Top of Extract to read

REVIEW: Rakit - "Rakit"

By J 'Hirez' H-R

Chain Border

RakitSmells like corporate spirit. This is what we find: Crunchy guitars that are well controlled (like Sad Michael's wife, Bernie, who wrabbed his norman lunch). Random screechings from politely tortured machine tools. Distorted vocals. Pictures of one or more pouting prettyboys. Their lawyer's phone number.

Oh dear. It's corporate industra-rock by numbers. It's a great pity, because 'Rakit' is a fine name for a band - if they were an unruly mob who lurched around drunkenly on stage and gave the audience the impression that they'd set about each other if they managed to finish a song at the same time. But they're not. Rakit would appear to be another mostly-solo effort by one Vinny Rakit (kewl name, dude...) who ropes a couple of his better-looking mates in when there's live work to be done. This is the sountrack for stroppy, over-pierced teenagers with 'issues.'

Given that Rakit have been 'endorsed' (whatever that means) by Lip Service - I'm assuming a clothing firm here. I know little and care about as much of west coast US consumer durables - I'd guess that one would run the risk of being deafened by them while being sneered at by a different set of stroppy teenagers should one happen to venture into such emporia by accident.

I further note that they're on the soundtrack of some random film, have played at least one awards ceremony and seem to be actively seeking 'viral marketers.' (My words, not theirs. They call it something else, but if a band is advertising for 'street team members' one is bound to wonder just what the devil's going on.) You can call me a horrible old cynic, but this smells so strongly of Corporate Rawk it's unbelievable. Clearly concepts like 'image' and 'visibility' are uppermost in these people's minds and the music is just a necessary part of the 'package.' I bet they talk about 'product' as well.

Bottom of Extract to read
Top of Data section

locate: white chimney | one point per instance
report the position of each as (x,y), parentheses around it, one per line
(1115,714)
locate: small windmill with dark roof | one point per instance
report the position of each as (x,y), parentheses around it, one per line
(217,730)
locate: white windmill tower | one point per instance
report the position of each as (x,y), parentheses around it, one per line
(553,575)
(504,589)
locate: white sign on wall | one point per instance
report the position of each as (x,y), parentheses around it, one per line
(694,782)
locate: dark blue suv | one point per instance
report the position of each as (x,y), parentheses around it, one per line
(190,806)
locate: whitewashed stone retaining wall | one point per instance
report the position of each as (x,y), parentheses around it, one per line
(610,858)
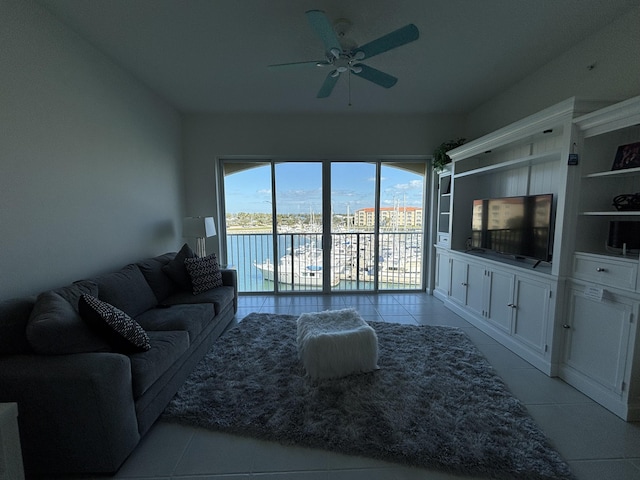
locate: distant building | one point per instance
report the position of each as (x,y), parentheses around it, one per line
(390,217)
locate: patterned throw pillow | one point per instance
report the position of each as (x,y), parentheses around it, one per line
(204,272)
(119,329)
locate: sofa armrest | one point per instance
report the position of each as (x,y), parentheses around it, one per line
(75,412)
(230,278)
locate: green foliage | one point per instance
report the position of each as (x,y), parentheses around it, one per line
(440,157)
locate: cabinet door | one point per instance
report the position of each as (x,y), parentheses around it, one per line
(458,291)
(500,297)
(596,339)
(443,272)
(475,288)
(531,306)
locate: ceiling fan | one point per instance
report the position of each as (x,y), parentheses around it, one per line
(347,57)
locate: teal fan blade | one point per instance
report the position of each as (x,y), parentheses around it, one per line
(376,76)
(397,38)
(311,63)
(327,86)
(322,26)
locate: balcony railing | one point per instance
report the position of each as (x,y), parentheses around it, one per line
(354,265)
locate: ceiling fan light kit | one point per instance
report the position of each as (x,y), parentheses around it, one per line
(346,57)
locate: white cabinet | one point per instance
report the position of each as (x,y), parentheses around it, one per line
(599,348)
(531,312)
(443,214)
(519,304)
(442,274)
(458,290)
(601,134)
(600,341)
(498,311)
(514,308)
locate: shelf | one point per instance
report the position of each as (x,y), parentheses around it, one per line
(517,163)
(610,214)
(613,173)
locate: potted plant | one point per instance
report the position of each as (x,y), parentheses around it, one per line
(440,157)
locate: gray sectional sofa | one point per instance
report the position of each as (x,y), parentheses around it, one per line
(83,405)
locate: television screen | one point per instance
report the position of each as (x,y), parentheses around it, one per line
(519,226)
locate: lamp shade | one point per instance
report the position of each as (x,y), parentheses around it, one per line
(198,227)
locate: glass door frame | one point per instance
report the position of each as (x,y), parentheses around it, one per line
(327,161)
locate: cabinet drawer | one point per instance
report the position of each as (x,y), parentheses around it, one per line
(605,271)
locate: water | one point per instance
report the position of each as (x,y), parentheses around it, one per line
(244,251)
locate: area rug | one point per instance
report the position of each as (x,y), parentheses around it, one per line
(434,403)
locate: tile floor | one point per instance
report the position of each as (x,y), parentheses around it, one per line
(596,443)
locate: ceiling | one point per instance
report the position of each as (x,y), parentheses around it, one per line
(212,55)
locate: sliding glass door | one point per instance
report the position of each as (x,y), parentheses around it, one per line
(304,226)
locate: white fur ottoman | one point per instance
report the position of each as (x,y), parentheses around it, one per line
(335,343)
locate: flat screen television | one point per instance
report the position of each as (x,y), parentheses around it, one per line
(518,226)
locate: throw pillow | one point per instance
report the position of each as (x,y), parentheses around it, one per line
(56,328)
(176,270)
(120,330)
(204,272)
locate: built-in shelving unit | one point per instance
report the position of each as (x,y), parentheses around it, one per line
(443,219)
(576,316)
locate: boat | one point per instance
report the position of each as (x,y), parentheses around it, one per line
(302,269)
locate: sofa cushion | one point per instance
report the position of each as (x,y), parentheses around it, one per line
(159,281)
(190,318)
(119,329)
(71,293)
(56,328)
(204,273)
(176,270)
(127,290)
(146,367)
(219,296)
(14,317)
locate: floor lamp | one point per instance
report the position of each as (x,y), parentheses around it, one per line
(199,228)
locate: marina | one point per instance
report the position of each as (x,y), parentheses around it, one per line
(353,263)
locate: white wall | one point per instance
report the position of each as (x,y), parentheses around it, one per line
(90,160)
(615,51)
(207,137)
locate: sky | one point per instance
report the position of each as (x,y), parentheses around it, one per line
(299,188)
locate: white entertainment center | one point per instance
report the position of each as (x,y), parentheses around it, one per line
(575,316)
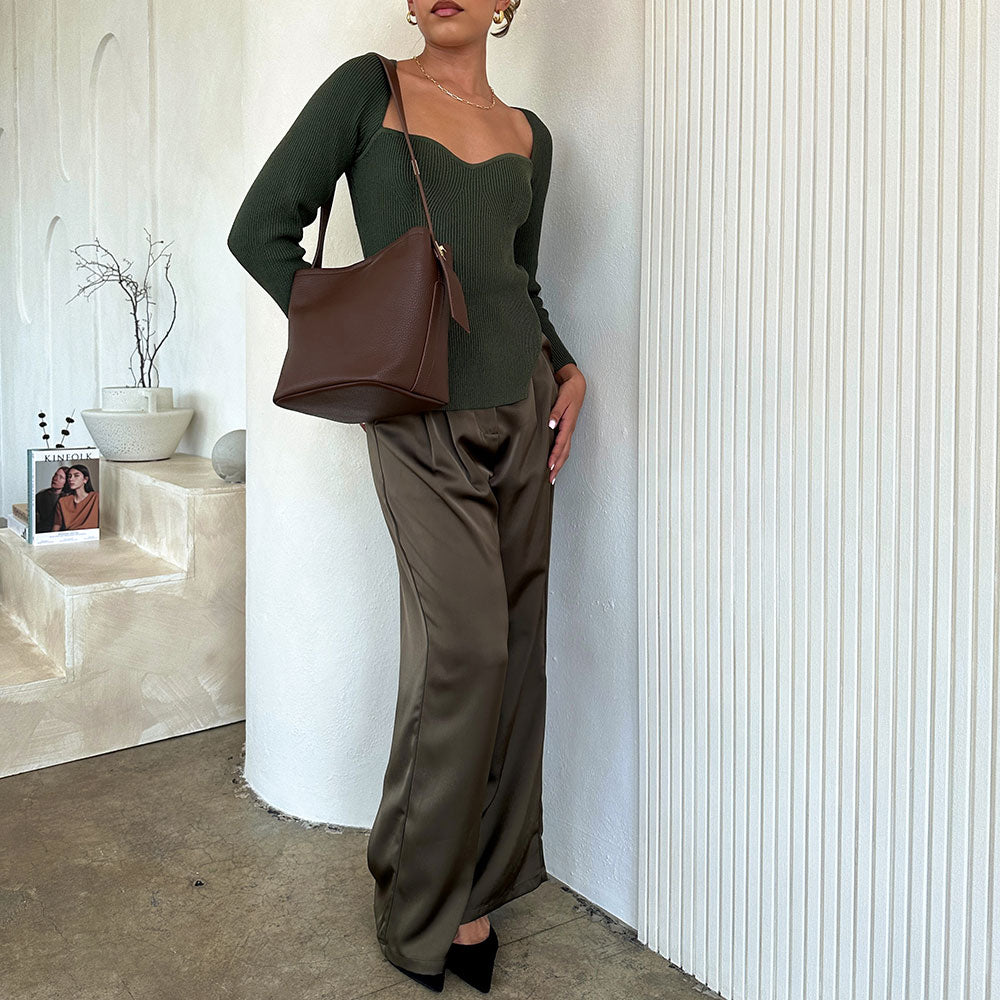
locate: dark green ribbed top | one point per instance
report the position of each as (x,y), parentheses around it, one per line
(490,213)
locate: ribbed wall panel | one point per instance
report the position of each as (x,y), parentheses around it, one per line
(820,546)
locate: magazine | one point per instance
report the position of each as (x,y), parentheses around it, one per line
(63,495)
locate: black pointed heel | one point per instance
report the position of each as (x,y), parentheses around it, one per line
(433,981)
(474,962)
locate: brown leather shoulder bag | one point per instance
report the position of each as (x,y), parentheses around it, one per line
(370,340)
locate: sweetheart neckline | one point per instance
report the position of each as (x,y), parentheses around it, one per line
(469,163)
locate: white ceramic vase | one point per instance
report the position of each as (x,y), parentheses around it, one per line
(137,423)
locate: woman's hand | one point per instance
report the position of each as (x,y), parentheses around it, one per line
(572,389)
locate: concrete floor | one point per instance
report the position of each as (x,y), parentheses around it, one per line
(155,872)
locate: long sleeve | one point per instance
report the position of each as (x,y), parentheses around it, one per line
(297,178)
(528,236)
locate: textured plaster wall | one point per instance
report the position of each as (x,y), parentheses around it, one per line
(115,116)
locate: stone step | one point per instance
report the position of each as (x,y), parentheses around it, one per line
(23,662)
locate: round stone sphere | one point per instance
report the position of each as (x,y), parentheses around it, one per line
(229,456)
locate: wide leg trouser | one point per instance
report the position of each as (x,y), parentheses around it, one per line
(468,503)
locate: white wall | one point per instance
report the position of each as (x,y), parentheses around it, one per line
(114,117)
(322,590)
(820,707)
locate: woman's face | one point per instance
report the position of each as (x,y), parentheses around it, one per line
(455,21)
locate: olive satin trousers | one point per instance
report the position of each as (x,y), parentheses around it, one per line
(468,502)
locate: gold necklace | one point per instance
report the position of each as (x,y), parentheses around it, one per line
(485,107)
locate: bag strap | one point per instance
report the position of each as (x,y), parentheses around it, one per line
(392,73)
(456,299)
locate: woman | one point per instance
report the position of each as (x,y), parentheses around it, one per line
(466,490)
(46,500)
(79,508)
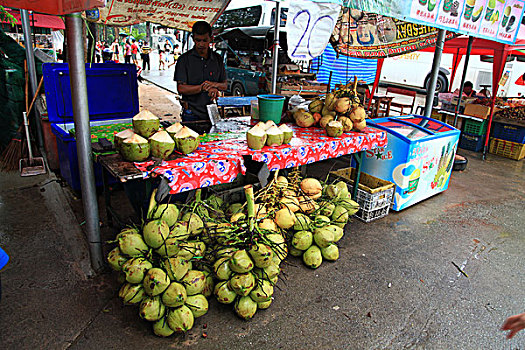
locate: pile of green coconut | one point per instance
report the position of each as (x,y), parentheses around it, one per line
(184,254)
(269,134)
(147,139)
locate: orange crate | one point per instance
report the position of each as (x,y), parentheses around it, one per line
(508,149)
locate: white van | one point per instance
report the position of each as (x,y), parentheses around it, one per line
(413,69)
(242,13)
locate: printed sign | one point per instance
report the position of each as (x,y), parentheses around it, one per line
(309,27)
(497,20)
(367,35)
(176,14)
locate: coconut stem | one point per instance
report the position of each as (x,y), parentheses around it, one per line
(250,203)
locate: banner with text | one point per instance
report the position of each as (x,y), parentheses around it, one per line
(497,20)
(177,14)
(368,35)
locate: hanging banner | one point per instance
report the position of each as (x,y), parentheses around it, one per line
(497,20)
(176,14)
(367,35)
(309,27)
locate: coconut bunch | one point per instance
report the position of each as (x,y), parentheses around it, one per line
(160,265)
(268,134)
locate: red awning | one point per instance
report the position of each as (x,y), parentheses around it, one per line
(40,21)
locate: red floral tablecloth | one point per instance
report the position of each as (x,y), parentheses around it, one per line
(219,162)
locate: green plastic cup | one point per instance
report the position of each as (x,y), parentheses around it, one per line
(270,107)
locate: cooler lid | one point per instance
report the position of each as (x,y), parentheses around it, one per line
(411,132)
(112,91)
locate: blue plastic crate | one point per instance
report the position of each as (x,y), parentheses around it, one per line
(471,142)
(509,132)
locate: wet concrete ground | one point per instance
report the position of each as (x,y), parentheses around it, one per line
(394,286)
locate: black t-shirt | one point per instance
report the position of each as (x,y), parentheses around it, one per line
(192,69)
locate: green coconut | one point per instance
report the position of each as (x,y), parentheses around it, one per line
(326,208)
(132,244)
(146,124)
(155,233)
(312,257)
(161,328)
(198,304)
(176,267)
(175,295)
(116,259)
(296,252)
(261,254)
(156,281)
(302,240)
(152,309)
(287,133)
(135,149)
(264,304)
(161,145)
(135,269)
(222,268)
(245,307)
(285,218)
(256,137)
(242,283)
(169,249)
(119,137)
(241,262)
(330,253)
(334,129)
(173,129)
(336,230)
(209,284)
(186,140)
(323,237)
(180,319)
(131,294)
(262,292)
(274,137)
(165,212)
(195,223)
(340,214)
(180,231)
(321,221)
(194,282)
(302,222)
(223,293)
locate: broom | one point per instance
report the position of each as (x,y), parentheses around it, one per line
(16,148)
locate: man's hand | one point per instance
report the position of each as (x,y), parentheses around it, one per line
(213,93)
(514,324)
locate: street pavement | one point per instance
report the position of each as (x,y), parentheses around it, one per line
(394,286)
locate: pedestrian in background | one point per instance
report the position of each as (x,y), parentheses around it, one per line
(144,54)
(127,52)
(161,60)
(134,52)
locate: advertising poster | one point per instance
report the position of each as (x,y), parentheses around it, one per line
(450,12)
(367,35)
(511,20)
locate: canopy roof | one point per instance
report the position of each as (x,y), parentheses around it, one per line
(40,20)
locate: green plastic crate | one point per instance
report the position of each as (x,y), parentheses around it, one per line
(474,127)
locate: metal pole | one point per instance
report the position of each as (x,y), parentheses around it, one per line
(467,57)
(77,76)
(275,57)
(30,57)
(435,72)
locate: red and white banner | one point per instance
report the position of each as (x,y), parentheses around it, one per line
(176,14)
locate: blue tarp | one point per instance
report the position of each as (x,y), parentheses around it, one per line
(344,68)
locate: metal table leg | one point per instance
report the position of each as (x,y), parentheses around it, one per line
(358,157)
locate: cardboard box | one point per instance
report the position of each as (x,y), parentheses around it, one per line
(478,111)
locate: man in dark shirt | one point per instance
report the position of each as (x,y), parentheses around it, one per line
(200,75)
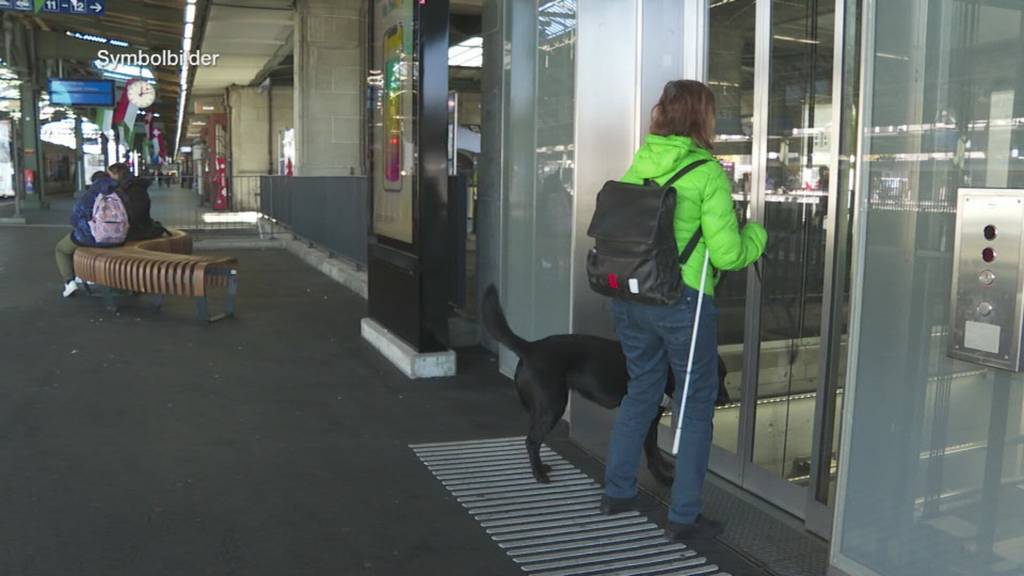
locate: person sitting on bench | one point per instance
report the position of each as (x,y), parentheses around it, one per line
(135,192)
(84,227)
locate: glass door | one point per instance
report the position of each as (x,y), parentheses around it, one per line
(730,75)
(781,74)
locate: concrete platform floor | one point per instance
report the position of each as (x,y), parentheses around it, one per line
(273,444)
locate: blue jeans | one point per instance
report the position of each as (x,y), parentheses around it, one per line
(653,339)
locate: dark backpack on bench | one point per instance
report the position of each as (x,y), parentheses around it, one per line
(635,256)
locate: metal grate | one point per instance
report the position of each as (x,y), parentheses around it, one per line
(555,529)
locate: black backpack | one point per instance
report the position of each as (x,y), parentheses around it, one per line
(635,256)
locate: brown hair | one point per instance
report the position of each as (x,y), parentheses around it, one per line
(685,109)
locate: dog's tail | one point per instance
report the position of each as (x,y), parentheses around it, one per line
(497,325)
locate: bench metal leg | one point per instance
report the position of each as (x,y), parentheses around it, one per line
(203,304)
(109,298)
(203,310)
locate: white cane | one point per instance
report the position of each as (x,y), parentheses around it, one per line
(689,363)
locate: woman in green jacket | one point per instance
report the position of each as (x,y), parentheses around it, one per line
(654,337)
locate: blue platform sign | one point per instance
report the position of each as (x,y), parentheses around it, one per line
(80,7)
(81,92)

Bottom of Data section

== Questions on the material ==
A: In the Rakit review, why does the reviewer call the band's name a great pity? Answer in one to three sentences.
B: Turn the paragraph of the Rakit review that begins "I further note that they're on the soundtrack" into a short bulleted list that keeps its main facts.
C: Reproduce word for word the stretch of the Rakit review from "Given that Rakit" through "emporia by accident.".

== Answer set ==
A: The reviewer thinks "Rakit" would be a fine name for an unruly, drunken mob of a band that looked ready to fight each other on stage. Rakit is not that. It appears to be a mostly solo effort by Vinny Rakit, who brings in better-looking friends for live work.

B:
- Rakit are on the soundtrack of a film, have played at least one awards ceremony, and appear to be looking for "viral marketers."
- "Viral marketers" is the reviewer's term. The band advertises for "street team members."
- To the reviewer, this strongly suggests Corporate Rawk.
- The reviewer believes image and visibility come first for the band, with the music only a necessary part of the "package."
- The reviewer bets they also talk about "product."

C:
Given that Rakit have been 'endorsed' (whatever that means) by Lip Service - I'm assuming a clothing firm here. I know little and care about as much of west coast US consumer durables - I'd guess that one would run the risk of being deafened by them while being sneered at by a different set of stroppy teenagers should one happen to venture into such emporia by accident.